===== Texte proposé
Il y a un 2013 comme il y a un 2015, un 2017 et un 2019 mais il n’y a pas d’ambiance 2014, ni en 2016 ou 2018 par exemple. Et en 2013, cette ambiance était la plus forte. Ce qu’il y avait d’important, de précis, et peut-être même de finalement beau dans l’année 2013, c’est qu’elle matérialisait encore la concrétisation de l’infini des possibles évoqué par Kierkegaard. Quand il écrit « Il n’y a rien de plus parfumé, de plus pétillant, de plus enivrant que l’infini des possibles » ; c’est alors précisément l’an 2013 qui me revient en mémoire. C’était un bonheur bête, mais suffisant. Et puis, souvenons-nous, l’année 2013 :  c’est celle de Get Lucky  de Pharell Williams, de la sortie du film Gravity d’Alfonso Cuarón, du Loup De Wall Street de Martin Scorsese, et de La Vie d’Adèle d’Abdellatif Kechiche. Je me souviens aussi de ce groupe de musique, alors très célèbre dans la capitale française : Fauve. Qui aujourd’hui se rappelle ces chanteurs qui criaient si tu m’entends le blizzard ? Parmi toutes ces références qui sont bloquées dans l’année 2013, et que l’on peut précisément disséquer dix ans plus tard avec le recul nécessaire, il y a le film Only Lovers Left Alive. C’était un film qui faisait à sa sortie référence, qui était une œuvre dominante, autant dans son contenu que dans la forme. Mais dix ans plus tard, j’ai l’impression d’être passé à côté de cette œuvre, et que finalement le film n’est pas aussi précieux qu’il paraissait, et précisément parce que nous avons changé d’époque. Que s’est-il donc passé ? Pour ceux n’ayant pas eu l’occasion de voir le film, et que je ne recommande donc finalement pas, bien qu’il est toujours intéressant de voir et connaître par soi-même, c’est une terne histoire d’amour entre deux vampires. Voilà, c’est presque tout ce qui engage l’œuvre et qui la compose. 

 

Il y a d’abord ce couple qui représente le point nodal dans la compréhension du film. Il s’agit de voir dans cette relation, qui traverse le temps et les époques, la volonté forte d’une union qui dépasse tout cadre et qui représente l’unique point d’atterrissage pour ces deux vampires effrayés de vivre indéfiniment, ils sont la classique compréhension d’un alpha et d’un omega dans la vie de l’un envers l’autre. C’est classique, mais abstrait et vieilli aujourd’hui, on n’y retrouve pas une dimension philosophique qui pourrait apporter une meilleure compréhension à ce choix risqué, surtout lorsqu’on appelle ses deux personnages principaux Adam et Ève. Ceux qui composent autour de ce couple ne sont pas intéressants et n’apportent rien à l’œuvre : Ian, l’ami d’Adam à Détroit, permet de comprendre qu’il existe un lien avec le monde des « zombies » tandis que la relation d’Ève avec Christopher Marlowe à Tanger représente le lien spirituel vers le passé. La sœur d’Ève est la seule dynamique du film, mais ses comportements hasardeux mènent à la mort de Ian, et elle s’éteint aussi rapidement qu’elle est apparue. Puis c’est au tour de Christopher de mourir. Le manque de sang frais oblige les deux personnages à piéger un jeune couple, c’est ainsi que l’on s’ennuie à la fin du film. Pas de réponse sur l’éventuel suicide d’Adam, pas de réponse sur sa relation à la musique, le film n’avance pas, et finit sur rien.
==========
## Consigne 1
Réécris la partie du listing qui s'ouvre sur la ligne contenant « Indicate the tall » et va jusqu'à la fin du listing, en remplaçant « with a marker » par « with a pin » sans rien modifier d'autre.
===== Matériel d'exercice
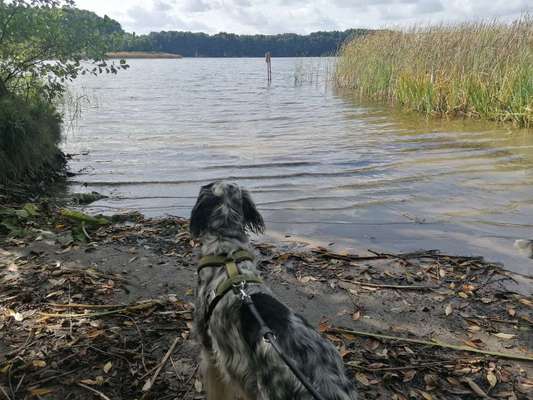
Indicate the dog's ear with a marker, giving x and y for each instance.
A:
(205, 204)
(252, 219)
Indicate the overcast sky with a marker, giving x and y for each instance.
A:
(298, 16)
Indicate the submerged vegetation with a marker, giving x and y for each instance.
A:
(479, 69)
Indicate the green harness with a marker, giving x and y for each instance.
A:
(235, 277)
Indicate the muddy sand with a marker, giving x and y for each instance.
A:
(109, 316)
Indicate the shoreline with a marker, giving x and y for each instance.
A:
(142, 55)
(145, 269)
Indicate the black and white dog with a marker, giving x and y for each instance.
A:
(236, 362)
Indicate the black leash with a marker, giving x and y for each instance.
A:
(269, 337)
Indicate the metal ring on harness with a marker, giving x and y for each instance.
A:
(235, 277)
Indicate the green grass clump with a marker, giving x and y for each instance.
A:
(475, 69)
(30, 130)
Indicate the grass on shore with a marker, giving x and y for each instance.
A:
(477, 69)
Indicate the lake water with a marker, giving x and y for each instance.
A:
(320, 164)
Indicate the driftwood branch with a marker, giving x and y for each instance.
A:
(433, 343)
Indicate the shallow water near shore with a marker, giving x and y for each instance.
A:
(319, 163)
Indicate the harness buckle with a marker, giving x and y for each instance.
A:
(240, 290)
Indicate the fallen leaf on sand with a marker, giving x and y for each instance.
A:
(491, 378)
(505, 336)
(107, 367)
(362, 379)
(41, 391)
(39, 363)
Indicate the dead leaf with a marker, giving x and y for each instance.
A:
(425, 395)
(526, 302)
(505, 336)
(362, 379)
(307, 279)
(409, 375)
(491, 378)
(39, 363)
(107, 367)
(198, 385)
(41, 391)
(475, 388)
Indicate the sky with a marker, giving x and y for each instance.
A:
(296, 16)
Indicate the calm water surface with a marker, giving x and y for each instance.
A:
(319, 164)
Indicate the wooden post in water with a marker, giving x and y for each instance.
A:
(268, 60)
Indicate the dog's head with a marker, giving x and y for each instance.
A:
(224, 208)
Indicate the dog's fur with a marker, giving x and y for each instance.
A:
(236, 361)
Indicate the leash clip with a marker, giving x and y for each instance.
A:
(240, 289)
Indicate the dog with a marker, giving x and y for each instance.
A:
(236, 361)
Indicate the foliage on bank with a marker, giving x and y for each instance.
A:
(30, 133)
(480, 70)
(33, 32)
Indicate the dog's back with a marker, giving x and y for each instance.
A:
(238, 360)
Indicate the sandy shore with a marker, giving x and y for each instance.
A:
(95, 310)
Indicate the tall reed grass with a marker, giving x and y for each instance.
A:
(475, 69)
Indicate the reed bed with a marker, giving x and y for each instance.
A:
(476, 69)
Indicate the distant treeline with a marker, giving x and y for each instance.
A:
(190, 44)
(222, 44)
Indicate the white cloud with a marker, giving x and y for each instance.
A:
==========
## Consigne 2
Dans le texte proposé, quel groupe de musique est présenté comme très célèbre dans la capitale française en 2013 ?

## Réponse 1
Indicate the tall reed grass with a pin, giving x and y for each instance.
A:
(475, 69)
Indicate the reed bed with a pin, giving x and y for each instance.
A:
(476, 69)
Indicate the distant treeline with a pin, giving x and y for each instance.
A:
(190, 44)
(222, 44)
Indicate the white cloud with a pin, giving x and y for each instance.
A:

## Réponse 2
Fauve.